Records provided Start Marker
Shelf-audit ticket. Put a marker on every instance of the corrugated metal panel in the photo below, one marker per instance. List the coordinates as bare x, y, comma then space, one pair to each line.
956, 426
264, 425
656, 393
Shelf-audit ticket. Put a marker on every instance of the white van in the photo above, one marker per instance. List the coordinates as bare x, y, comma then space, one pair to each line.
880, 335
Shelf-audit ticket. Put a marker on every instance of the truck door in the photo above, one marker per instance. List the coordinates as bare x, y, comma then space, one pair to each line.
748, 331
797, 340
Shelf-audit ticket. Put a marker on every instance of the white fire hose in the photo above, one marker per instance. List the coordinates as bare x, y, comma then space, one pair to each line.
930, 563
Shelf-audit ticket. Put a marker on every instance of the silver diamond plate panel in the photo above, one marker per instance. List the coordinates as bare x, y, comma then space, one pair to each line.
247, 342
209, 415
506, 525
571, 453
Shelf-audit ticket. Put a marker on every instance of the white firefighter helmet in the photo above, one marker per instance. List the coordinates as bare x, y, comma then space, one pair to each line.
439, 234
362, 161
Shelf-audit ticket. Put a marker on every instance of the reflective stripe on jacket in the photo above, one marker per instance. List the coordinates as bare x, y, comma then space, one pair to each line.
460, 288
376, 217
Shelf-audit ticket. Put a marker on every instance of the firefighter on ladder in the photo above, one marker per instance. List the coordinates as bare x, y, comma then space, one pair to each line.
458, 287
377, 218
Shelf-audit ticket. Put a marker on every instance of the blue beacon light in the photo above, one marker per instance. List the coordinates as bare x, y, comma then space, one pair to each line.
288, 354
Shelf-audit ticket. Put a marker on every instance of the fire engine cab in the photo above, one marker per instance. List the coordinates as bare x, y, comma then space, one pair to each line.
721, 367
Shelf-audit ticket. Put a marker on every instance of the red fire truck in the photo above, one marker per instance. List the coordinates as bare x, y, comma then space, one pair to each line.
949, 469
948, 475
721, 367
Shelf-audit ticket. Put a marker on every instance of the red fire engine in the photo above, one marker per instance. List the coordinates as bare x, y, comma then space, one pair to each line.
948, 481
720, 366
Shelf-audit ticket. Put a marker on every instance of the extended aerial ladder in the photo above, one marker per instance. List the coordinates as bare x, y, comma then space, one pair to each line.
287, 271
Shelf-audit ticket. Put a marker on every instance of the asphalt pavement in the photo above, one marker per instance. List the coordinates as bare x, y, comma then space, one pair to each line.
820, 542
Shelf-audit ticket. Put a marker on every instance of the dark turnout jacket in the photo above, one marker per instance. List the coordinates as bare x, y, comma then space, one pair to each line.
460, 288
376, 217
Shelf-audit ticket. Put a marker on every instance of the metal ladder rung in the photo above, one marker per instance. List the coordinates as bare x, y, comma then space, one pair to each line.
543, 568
Records provided End Marker
*Problem:*
Without changing a word, print all of the entries above.

*Answer for the task:*
Shelf-audit ticket. Put a marker on every instance of the corrugated metal panel in the photo below, one marker per instance. List the coordinates as bare x, y, comma then space, one pair to each line.
956, 426
264, 425
656, 393
Shelf-audit ticket. Put a marker on every instance of the white van in the photo above, one marker per instance. List the coordinates as bare x, y, comma then space, one pair to each line.
880, 335
Shelf-audit ticket. Put a marker on every instance of the truck door in the photo above, one marker per instance. List the coordinates as bare x, y, comma then space, one pair to each line.
748, 331
797, 340
Shelf-audit ticket. Put a marker on every instance of the white fire hose in the photo above, one marker per instance. List the coordinates as bare x, y, comma then space, one pair to each line.
930, 563
Shelf-audit ticket. Put a marker on every instance of the silver diamond plate panel in the photo above, one marker per instance. List the coordinates as bare x, y, comma then space, one pair to each line.
247, 342
209, 415
506, 525
571, 453
Shelf-audit ticket. Put a marker on every instance of the white firefighter helmet in the photo above, one marker per instance. List the coordinates as bare x, y, comma then space, one pair to each line.
439, 234
362, 161
Shelf-audit ticket. Put a marker on every instance of the reflective stripe on jacket in the photo above, one marker per instance. List the coordinates as bare x, y, comma then space, one pair to each line.
460, 288
376, 217
Shelf-audit ticket. Put a marker on every instance of the firefighter on ladder in the photo above, one marker per instance. List the coordinates as bare x, y, comma then space, one pair to each line.
458, 287
377, 218
Shelf-audit ticket. Put a marker on every instance of the blue beacon light in the photo above, one marker per instance. List the coordinates as bare x, y, comma then space, one pair to each line.
288, 354
Shelf-audit ticket. Put a marker on every instance of the fire engine cab in the photo above, one marker per instance. List the coordinates as bare x, y, comma then space, one pair to each line.
721, 367
Shelf-audit ticket. Put a marker on every instance of the red fire truck in the photo above, one marker per instance. List the coordinates as bare x, y, comma then space, one pair to each line.
949, 469
948, 475
721, 367
Shelf-audit ticket. Put a marker on every instance of the red fire engine in the photo above, one marker per instance. List the coordinates as bare x, y, comma then space, one pair to each line.
948, 481
720, 366
Shelf-audit ticket. Put a marker on every instance of the extended aerial ladder in the photo above, one marker per instance. List the coordinates as bare x, y, comma then space, one pair to each line.
287, 271
Shelf-audit ticket. Put a marker on every instance of the asphalt pavement in the photo above, one marker per instance. List the coordinates as bare x, y, comma then space, one pair to each line.
820, 542
Shelf-audit ticket. Put a marker on every instance of the dark turnout jacket in the photo above, one marker per instance. List the coordinates as bare x, y, comma then space, one pair to each line.
460, 288
376, 217
Shelf-audit ticket. Put a marker on every instance of the metal ladder rung in the photo above, one marker per instance. List the coordinates as bare x, y, comma then space, one pair to each line.
543, 568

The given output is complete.